+++ DATA SHOWN

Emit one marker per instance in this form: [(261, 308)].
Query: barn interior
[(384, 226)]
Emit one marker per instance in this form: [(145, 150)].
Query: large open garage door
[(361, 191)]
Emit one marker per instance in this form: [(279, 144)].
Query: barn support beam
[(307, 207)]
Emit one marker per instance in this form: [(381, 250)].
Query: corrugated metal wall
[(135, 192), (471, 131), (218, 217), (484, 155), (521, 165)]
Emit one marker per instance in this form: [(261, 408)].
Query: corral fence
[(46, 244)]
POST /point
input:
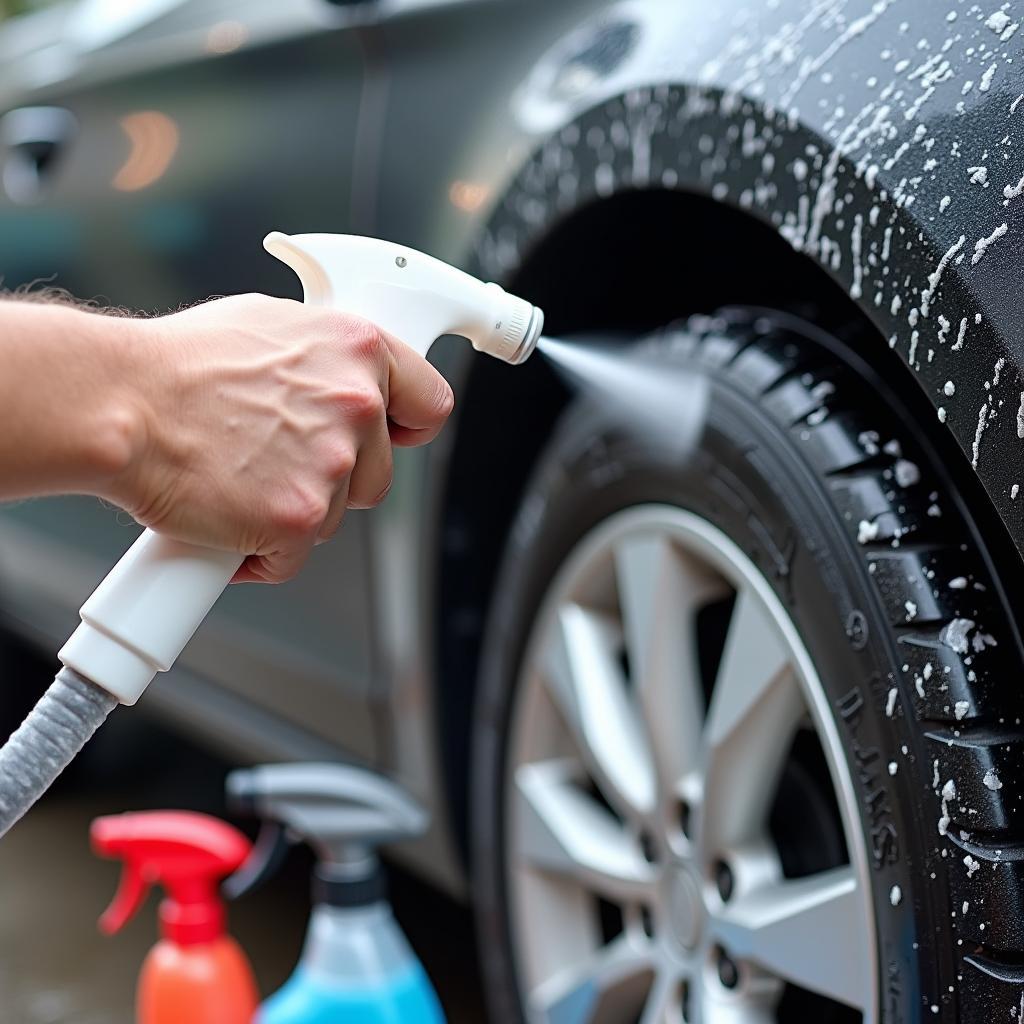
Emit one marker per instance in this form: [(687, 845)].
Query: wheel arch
[(505, 421), (833, 168)]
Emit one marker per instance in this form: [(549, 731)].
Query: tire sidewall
[(745, 476)]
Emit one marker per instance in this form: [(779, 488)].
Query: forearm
[(70, 417)]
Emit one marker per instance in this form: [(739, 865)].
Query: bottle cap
[(186, 854)]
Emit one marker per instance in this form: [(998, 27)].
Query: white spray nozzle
[(139, 619), (409, 294)]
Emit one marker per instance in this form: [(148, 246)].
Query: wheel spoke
[(612, 982), (660, 590), (589, 686), (755, 709), (565, 832), (809, 931), (663, 1006)]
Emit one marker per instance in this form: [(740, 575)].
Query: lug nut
[(728, 973), (724, 881), (684, 999), (684, 817), (647, 848)]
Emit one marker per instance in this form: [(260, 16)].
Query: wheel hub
[(643, 878)]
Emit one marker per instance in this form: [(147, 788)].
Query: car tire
[(805, 461)]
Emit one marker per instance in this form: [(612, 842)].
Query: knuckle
[(339, 463), (301, 513), (367, 339), (364, 402), (445, 400)]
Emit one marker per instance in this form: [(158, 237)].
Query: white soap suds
[(981, 246), (954, 633)]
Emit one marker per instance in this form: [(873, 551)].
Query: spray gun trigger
[(131, 892), (267, 854)]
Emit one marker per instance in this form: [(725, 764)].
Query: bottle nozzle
[(184, 853)]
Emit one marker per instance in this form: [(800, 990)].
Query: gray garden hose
[(67, 715)]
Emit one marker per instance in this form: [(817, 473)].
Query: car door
[(146, 148)]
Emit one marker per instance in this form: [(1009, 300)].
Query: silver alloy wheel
[(625, 794)]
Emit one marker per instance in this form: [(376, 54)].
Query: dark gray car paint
[(482, 124)]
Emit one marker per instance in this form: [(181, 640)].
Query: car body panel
[(479, 127)]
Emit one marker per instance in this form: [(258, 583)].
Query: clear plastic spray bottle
[(356, 965)]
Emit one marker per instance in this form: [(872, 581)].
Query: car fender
[(879, 139)]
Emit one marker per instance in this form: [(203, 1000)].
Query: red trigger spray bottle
[(196, 974)]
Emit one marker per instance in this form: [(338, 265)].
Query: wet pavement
[(54, 965)]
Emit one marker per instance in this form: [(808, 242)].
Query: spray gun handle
[(142, 614)]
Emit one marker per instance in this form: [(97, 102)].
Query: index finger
[(420, 400)]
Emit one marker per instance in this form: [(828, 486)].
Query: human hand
[(264, 420)]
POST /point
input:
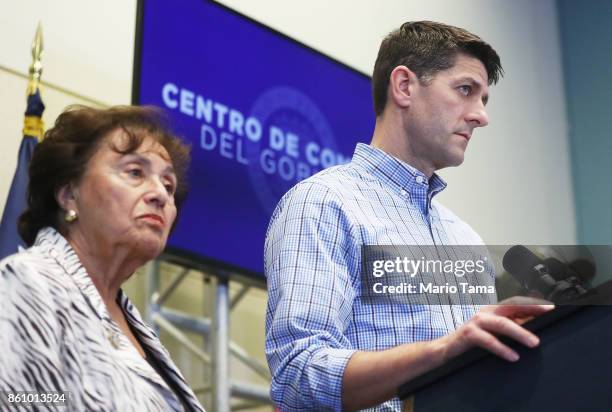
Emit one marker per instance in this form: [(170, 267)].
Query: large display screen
[(260, 110)]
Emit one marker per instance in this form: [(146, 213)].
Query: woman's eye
[(465, 90)]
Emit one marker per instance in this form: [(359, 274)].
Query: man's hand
[(503, 319)]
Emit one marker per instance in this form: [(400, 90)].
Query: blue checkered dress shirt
[(315, 320)]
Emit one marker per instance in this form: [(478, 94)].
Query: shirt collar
[(396, 173)]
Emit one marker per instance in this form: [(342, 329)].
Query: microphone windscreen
[(519, 261)]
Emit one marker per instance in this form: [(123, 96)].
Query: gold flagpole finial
[(36, 66)]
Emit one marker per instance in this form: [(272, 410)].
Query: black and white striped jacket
[(56, 335)]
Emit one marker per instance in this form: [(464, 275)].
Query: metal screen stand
[(216, 336)]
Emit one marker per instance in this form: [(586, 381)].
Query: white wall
[(515, 185)]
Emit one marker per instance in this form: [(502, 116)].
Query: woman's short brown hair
[(63, 155)]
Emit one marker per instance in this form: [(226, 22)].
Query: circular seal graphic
[(292, 112)]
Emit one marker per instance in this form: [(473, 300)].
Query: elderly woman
[(105, 186)]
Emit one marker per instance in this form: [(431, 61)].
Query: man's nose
[(478, 116)]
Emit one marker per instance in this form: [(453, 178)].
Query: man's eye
[(135, 172), (465, 90), (169, 188)]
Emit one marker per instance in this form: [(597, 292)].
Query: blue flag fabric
[(16, 200)]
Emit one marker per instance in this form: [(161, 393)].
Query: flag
[(16, 200)]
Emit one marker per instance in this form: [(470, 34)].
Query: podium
[(571, 369)]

++++++

**ASSIGNED TASK**
Set down exactly the lines that begin with the one containing "Emit one marker per instance in this form: [(161, 393)]." and end with the last line above, and no others.

**EXERCISE OUTPUT**
Emit one marker per instance in this form: [(161, 393)].
Query: flag
[(16, 200)]
Emit one marker per instance in this form: [(470, 34)].
Query: podium
[(571, 369)]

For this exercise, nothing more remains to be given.